#### [Data shown]

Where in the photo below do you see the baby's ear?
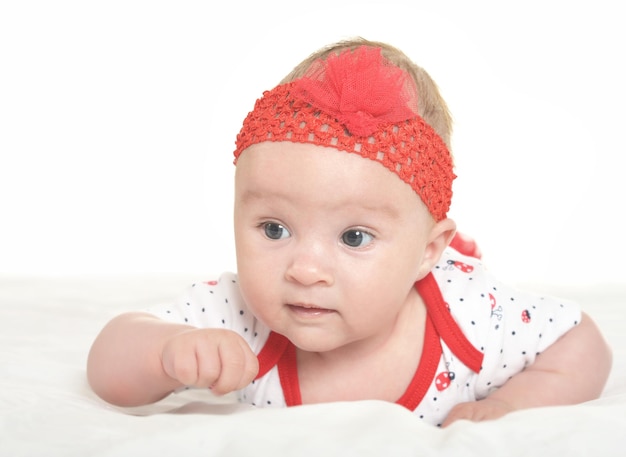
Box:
[419,219,456,279]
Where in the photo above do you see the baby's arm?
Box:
[442,313,612,427]
[87,313,258,406]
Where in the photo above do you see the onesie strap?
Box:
[254,332,289,381]
[415,273,484,373]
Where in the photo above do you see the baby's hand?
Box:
[441,397,513,427]
[161,329,259,395]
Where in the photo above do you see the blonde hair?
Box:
[280,37,452,151]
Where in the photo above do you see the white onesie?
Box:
[148,248,581,425]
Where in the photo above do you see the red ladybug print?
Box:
[448,260,474,273]
[435,371,454,392]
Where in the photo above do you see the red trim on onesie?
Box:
[415,273,484,373]
[251,273,483,411]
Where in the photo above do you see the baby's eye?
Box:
[341,229,374,248]
[263,222,291,240]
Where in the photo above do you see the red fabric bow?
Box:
[294,46,417,136]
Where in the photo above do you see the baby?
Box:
[87,39,611,426]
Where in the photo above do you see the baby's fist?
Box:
[161,329,259,395]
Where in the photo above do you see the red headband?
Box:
[234,46,456,221]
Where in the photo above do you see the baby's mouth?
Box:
[287,303,336,317]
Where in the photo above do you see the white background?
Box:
[0,0,626,285]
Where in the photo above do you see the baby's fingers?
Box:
[210,335,259,395]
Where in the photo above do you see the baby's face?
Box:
[235,142,435,352]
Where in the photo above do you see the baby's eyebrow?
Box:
[241,189,400,219]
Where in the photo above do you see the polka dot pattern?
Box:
[148,249,581,425]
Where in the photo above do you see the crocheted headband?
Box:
[234,45,456,221]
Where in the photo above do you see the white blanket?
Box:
[0,277,626,457]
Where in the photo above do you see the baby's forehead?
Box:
[235,141,427,214]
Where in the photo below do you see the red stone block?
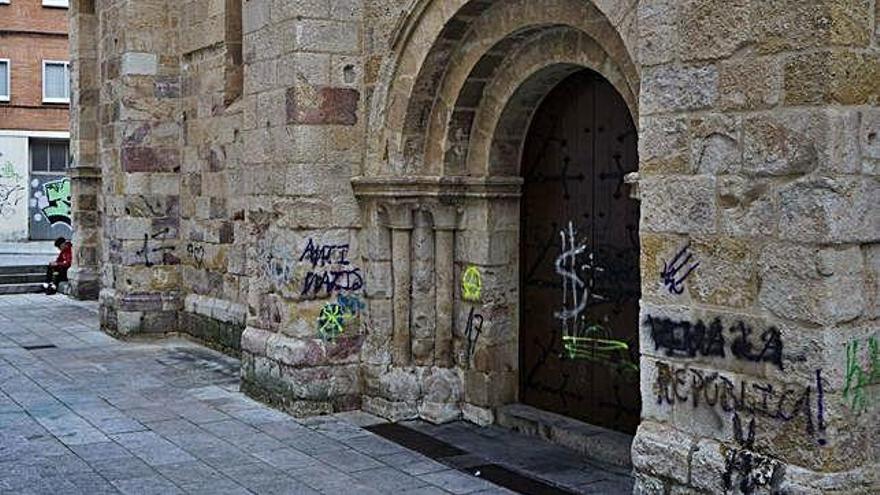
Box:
[287,87,360,125]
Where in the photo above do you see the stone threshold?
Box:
[495,404,633,469]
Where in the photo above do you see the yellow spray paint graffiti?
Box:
[461,265,483,301]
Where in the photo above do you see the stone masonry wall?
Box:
[633,0,880,493]
[240,0,368,415]
[77,0,880,494]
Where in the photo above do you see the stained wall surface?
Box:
[71,0,880,493]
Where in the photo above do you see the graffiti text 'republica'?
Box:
[299,239,364,296]
[645,316,782,369]
[654,361,825,444]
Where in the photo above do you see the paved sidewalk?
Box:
[0,295,511,495]
[0,294,632,495]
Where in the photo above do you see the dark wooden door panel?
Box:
[520,70,641,433]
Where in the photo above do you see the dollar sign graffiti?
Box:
[554,222,589,324]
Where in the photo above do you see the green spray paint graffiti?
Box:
[40,178,70,227]
[843,337,880,414]
[0,161,25,218]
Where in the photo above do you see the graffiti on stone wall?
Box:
[464,307,483,368]
[299,239,364,297]
[461,265,483,302]
[554,222,638,371]
[645,315,782,369]
[318,294,364,342]
[654,361,825,445]
[721,413,784,494]
[34,177,71,227]
[0,161,25,218]
[843,337,880,414]
[135,227,180,267]
[660,245,700,295]
[186,243,205,268]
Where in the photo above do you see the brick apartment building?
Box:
[0,0,71,241]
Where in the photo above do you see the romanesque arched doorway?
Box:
[519,69,640,433]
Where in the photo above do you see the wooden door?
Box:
[520,70,641,433]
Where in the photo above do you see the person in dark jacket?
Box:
[43,237,73,295]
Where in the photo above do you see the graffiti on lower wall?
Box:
[299,238,364,297]
[660,245,700,295]
[843,337,880,414]
[654,361,826,444]
[31,177,71,227]
[0,161,25,218]
[645,315,783,369]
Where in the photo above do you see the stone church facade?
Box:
[70,0,880,494]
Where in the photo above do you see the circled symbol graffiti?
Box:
[461,265,483,301]
[318,303,345,341]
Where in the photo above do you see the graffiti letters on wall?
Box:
[299,239,364,296]
[645,315,782,369]
[660,245,700,294]
[654,361,825,444]
[843,337,880,414]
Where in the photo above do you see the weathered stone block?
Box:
[678,0,751,61]
[778,178,880,242]
[632,421,694,485]
[287,85,360,125]
[759,244,865,325]
[640,65,718,115]
[785,52,880,105]
[639,176,717,234]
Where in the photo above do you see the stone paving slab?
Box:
[0,294,621,495]
[0,294,520,495]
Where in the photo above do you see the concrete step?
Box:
[495,404,633,469]
[0,283,43,295]
[0,265,48,277]
[0,273,46,285]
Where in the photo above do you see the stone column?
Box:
[387,204,413,366]
[98,0,185,335]
[68,0,102,299]
[432,206,458,367]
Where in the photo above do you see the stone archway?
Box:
[353,0,639,430]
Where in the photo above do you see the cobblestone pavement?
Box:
[0,295,632,495]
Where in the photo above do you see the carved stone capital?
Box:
[428,204,461,230]
[379,203,416,230]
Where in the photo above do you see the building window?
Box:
[0,59,12,101]
[43,60,70,103]
[31,139,69,172]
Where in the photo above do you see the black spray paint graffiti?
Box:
[299,239,364,296]
[136,227,180,267]
[660,245,700,294]
[186,243,205,268]
[645,315,782,369]
[721,413,784,494]
[464,308,483,368]
[654,361,826,445]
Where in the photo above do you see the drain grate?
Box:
[366,423,574,495]
[462,464,574,495]
[366,423,467,460]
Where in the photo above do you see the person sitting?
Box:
[43,237,73,295]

#### [What you will do]
Copy every item above word for word, leaving out the pictures.

#### [Final result]
Where in the photo below do you see the baby's ear?
Box:
[419,219,456,279]
Where in the photo above do you see the baby's arm?
Box:
[442,313,612,427]
[87,313,258,406]
Where in the photo above do you see the onesie strap?
Box:
[254,332,289,381]
[415,273,484,373]
Where in the photo above do you see the baby's hand?
Box:
[441,397,513,427]
[161,329,259,395]
Where in the photo above do you see the blonde hair?
Box:
[280,37,452,151]
Where in the photo above do you see the white onesie?
Box:
[148,248,581,425]
Where in the photo above do you see the red ladybug print?
Box:
[448,260,474,273]
[435,371,454,392]
Where in the photo above do you see the red trim on onesie?
Box:
[415,273,484,373]
[251,273,483,411]
Where in the photo above do you see the baby's eye?
Box:
[341,229,374,248]
[263,222,291,240]
Where in the photo above do you see the red fabric bow?
Box:
[294,46,417,136]
Where in the photo above do you see the baby?
Box:
[87,39,611,426]
Where in the photo above do you see the baby's fist?
Box:
[161,329,259,395]
Where in the photo above do you see the red headband?
Box:
[234,46,456,221]
Where in the photo above do you see the baby's mouth?
Box:
[287,303,336,317]
Where in the photo above do you see the white background?
Box:
[0,0,626,285]
Where in the photo above do you see the baby's fingers?
Box:
[210,335,259,395]
Where in the photo above do you see the baby's face?
Box:
[235,142,435,352]
Where in the photo above do you see the baby's eyebrow?
Box:
[241,189,400,219]
Where in the photo above do you see the polka dot pattern?
Box:
[148,249,581,425]
Where in the photo above do you see the crocheted headband?
Box:
[234,45,456,221]
Where in the photo above do you see the white blanket?
Box:
[0,277,626,457]
Where in the photo above do you see the baby's forehead?
Box:
[235,141,427,214]
Where in the photo below do you see the red stone block?
Box:
[287,87,360,125]
Where in the photo above do you see the stone threshold?
Box:
[495,404,633,469]
Where in the photo above do you see the yellow spray paint graffiti?
Box:
[461,265,483,301]
Where in the photo above do you see the stone masonry wall?
Box:
[633,0,880,493]
[240,0,368,415]
[77,0,880,494]
Where in the photo above do you see the stained wall surface?
Box:
[71,0,880,493]
Where in the photo above do you see the graffiti text 'republica'?
Box:
[299,239,364,296]
[645,316,782,369]
[654,361,825,444]
Where in the photo above do you see the paved sidewalk?
Box:
[0,295,511,495]
[0,294,632,495]
Where in the photo above do you see the dark wooden door panel?
Box:
[520,70,641,433]
Where in the photo above do you see the dollar sign graffiti?
Box:
[554,222,589,324]
Where in the photo above do you see the green spray paint graffiti?
Box:
[40,178,70,227]
[843,337,880,414]
[0,161,25,218]
Where in the photo above do you see the graffiti on stone wall?
Box:
[464,307,483,368]
[299,239,364,297]
[461,265,483,302]
[554,222,638,371]
[645,315,782,369]
[318,294,364,342]
[654,361,825,445]
[721,413,784,494]
[34,177,71,227]
[0,161,25,218]
[843,337,880,414]
[135,227,180,267]
[660,245,700,295]
[186,243,205,268]
Where in the photo above do you see the brick apartment building?
Box:
[0,0,71,241]
Where in the photo above do you see the romanesque arched doorway?
Box:
[519,69,640,433]
Where in the photo above do you see the wooden door?
Box:
[520,70,641,433]
Where in the photo above do you see the person in dark jacket?
Box:
[43,237,73,295]
Where in the photo above do you see the graffiti on lower wall?
Box:
[299,238,364,297]
[660,245,700,295]
[843,337,880,414]
[654,361,826,444]
[31,177,71,227]
[0,161,25,218]
[645,315,783,369]
Where in the photo above do you see the stone church facade?
Box:
[70,0,880,494]
Where in the photo above do you see the circled symbol graffiti?
Box:
[461,265,483,301]
[318,303,345,341]
Where in the photo above do you see the graffiti letters on wall?
Box:
[299,239,364,296]
[645,315,782,369]
[660,245,700,294]
[654,361,825,444]
[843,337,880,414]
Where in the photo above do you see the weathered stone block?
Box:
[678,0,751,61]
[778,178,880,242]
[632,421,694,485]
[287,85,360,125]
[759,244,865,325]
[640,65,718,115]
[785,52,880,105]
[639,176,717,234]
Where in the photo above do you see the stone paving slab?
Box:
[0,294,621,495]
[0,294,520,495]
Where in the photo above do you see the concrete step?
Box:
[495,404,633,469]
[0,283,43,295]
[0,265,48,277]
[0,273,46,285]
Where in the photo above do you see the stone column?
Box:
[387,204,413,366]
[98,0,185,335]
[68,0,102,299]
[432,206,458,367]
Where in the photo above do you see the stone archway?
Box:
[353,0,639,430]
Where in the photo above do you see the cobblestone pavement?
Box:
[0,295,632,495]
Where in the photo above do you see the carved stone capital?
Box:
[428,204,461,230]
[379,203,416,230]
Where in the photo above do you see the building window?
Box:
[0,59,12,101]
[43,60,70,103]
[31,139,69,172]
Where in the photo above do you see the black spray paint graffiti?
Box:
[299,239,364,296]
[136,227,180,267]
[660,245,700,294]
[186,243,205,268]
[645,315,782,369]
[721,413,784,494]
[464,308,483,368]
[654,361,826,445]
Where in the photo above do you see the drain grate?
Box:
[366,423,574,495]
[462,464,574,495]
[366,423,467,460]
Where in the photo above do you see the person sitting?
Box:
[43,237,73,295]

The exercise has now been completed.